▶ _WHAT IS BEING ASKED_: Can you return the items below without changes, starting at their first line and stopping after the line that contains "xmin=177 ymin=45 xmax=223 ymax=56"?
━━━━━ RECORDED INFORMATION
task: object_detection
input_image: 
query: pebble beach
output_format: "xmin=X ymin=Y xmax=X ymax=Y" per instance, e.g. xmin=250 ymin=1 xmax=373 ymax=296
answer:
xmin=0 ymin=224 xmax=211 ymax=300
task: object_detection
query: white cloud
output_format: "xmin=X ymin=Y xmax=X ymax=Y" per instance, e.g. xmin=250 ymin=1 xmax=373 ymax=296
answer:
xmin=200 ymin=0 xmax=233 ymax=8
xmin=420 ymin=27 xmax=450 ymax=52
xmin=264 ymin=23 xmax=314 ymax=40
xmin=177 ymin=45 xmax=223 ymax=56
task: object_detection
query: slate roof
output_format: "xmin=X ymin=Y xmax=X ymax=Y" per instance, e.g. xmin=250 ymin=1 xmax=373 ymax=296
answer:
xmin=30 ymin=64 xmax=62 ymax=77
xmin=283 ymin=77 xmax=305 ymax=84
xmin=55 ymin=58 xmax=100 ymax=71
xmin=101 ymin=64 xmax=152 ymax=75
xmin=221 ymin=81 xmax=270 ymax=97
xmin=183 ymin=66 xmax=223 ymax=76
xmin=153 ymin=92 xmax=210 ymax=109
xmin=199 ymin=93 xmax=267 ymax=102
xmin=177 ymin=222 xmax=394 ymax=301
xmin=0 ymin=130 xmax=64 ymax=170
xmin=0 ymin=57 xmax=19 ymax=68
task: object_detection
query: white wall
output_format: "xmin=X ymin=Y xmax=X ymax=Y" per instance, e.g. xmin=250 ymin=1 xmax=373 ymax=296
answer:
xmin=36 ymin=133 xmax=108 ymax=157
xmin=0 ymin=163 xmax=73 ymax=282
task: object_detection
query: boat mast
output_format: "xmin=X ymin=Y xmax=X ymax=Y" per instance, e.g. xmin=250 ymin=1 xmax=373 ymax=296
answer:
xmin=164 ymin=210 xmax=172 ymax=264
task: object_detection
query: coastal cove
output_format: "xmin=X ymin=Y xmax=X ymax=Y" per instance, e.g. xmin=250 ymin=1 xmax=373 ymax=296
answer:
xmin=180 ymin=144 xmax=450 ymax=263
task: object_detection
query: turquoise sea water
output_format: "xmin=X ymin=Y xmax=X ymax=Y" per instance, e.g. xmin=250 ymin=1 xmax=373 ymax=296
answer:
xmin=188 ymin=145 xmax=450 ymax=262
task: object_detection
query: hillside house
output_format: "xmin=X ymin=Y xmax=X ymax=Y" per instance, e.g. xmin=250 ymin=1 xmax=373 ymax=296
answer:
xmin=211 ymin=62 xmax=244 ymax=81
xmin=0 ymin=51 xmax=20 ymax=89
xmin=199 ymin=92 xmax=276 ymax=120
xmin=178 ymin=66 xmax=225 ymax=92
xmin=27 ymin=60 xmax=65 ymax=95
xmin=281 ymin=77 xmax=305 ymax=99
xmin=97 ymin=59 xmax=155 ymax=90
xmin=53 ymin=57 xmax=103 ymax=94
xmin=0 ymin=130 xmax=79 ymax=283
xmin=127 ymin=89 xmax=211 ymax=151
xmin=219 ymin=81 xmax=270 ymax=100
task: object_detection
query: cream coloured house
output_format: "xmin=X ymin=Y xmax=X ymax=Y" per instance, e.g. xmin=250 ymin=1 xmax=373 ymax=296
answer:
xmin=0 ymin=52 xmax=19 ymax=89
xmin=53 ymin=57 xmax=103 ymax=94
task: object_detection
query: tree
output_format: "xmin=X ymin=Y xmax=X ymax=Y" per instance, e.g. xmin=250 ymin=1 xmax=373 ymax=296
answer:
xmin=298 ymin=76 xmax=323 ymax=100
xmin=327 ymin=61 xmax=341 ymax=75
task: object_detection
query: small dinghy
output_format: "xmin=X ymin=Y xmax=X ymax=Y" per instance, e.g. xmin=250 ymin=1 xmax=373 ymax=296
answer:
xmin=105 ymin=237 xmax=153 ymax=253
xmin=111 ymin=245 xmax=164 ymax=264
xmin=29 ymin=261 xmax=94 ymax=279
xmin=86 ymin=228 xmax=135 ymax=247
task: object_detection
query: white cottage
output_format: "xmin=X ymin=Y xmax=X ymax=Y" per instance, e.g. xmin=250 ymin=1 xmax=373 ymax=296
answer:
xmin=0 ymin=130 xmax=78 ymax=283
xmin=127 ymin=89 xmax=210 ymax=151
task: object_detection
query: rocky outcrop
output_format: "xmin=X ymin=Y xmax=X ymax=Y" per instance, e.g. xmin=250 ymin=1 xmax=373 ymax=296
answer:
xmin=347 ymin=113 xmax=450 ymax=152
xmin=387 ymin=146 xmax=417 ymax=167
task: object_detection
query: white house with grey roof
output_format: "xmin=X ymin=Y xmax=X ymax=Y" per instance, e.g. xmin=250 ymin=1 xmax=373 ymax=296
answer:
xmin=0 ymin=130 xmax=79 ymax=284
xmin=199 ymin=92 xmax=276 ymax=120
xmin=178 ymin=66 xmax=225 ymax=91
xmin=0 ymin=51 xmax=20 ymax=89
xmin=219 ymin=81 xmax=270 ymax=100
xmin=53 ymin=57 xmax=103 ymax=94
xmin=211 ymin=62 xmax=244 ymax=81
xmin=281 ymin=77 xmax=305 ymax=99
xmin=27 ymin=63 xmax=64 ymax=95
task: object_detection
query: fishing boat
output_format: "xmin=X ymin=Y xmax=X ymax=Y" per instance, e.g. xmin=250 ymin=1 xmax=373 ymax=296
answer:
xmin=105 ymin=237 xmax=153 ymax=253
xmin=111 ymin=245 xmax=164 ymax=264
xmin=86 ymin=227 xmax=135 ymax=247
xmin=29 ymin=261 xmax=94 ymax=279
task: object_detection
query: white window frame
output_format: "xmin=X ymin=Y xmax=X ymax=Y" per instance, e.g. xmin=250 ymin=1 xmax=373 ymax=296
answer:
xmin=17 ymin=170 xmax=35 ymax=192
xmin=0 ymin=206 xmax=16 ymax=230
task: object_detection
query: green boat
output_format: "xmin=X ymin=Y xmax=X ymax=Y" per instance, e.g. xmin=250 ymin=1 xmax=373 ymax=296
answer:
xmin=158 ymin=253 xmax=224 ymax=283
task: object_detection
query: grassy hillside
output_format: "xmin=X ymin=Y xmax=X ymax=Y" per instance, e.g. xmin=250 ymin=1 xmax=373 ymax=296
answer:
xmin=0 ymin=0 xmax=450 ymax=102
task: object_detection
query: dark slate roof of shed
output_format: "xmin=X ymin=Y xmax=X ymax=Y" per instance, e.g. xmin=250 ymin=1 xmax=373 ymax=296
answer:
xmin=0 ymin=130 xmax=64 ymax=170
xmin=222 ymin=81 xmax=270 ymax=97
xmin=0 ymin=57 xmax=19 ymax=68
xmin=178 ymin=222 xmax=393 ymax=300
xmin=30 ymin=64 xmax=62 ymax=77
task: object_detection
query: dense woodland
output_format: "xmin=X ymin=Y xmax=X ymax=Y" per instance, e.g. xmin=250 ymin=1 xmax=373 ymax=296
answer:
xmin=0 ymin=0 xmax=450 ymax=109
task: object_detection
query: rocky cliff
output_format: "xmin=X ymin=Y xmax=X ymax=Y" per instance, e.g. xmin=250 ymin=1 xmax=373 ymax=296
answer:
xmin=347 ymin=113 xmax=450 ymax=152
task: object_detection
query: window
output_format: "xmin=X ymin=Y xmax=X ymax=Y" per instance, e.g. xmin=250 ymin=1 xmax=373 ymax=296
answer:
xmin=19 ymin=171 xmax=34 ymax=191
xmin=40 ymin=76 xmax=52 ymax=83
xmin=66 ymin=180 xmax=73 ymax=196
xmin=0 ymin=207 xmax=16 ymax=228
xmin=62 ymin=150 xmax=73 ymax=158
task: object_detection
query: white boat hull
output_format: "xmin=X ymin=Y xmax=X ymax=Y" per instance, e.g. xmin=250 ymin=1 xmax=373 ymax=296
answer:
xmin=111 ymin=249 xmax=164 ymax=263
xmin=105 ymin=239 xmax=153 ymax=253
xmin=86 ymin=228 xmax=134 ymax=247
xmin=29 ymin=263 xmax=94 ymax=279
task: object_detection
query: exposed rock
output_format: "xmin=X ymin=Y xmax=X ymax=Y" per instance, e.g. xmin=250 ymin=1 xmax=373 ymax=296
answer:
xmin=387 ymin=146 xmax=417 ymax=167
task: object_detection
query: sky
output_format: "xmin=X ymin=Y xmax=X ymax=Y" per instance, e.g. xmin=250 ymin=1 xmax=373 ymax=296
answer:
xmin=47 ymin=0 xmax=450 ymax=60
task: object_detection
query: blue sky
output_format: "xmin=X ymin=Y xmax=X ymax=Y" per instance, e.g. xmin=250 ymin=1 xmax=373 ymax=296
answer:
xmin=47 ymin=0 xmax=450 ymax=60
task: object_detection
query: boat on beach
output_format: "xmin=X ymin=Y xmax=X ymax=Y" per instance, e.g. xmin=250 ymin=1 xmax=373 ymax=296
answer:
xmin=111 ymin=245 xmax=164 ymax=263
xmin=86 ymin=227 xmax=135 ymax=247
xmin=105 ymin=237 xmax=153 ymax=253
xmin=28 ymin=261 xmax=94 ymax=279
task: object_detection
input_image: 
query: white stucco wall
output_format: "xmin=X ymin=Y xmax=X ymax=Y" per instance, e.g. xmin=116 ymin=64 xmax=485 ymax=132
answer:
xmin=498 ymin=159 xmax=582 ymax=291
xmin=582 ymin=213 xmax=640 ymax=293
━━━━━━━━━━
▶ _COMPLETE RESPONSE_:
task: object_detection
input_image: 
query: pebble beach
output_format: "xmin=X ymin=Y xmax=X ymax=Y" per instance, e.g. xmin=250 ymin=1 xmax=373 ymax=296
answer:
xmin=0 ymin=224 xmax=211 ymax=300
task: object_detection
query: white cloud
output_format: "xmin=X ymin=Y xmax=X ymax=Y" per instance, e.g. xmin=250 ymin=1 xmax=373 ymax=296
answer:
xmin=200 ymin=0 xmax=233 ymax=8
xmin=420 ymin=27 xmax=450 ymax=52
xmin=264 ymin=23 xmax=314 ymax=40
xmin=177 ymin=45 xmax=223 ymax=56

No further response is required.